┏━━

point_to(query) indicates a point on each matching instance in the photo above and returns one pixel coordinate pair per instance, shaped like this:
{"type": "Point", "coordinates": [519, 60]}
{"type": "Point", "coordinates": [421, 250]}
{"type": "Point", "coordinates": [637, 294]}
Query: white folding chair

┗━━

**Work required**
Each line of the data that holds "type" should be copied.

**Result of the exercise**
{"type": "Point", "coordinates": [519, 60]}
{"type": "Point", "coordinates": [421, 250]}
{"type": "Point", "coordinates": [637, 294]}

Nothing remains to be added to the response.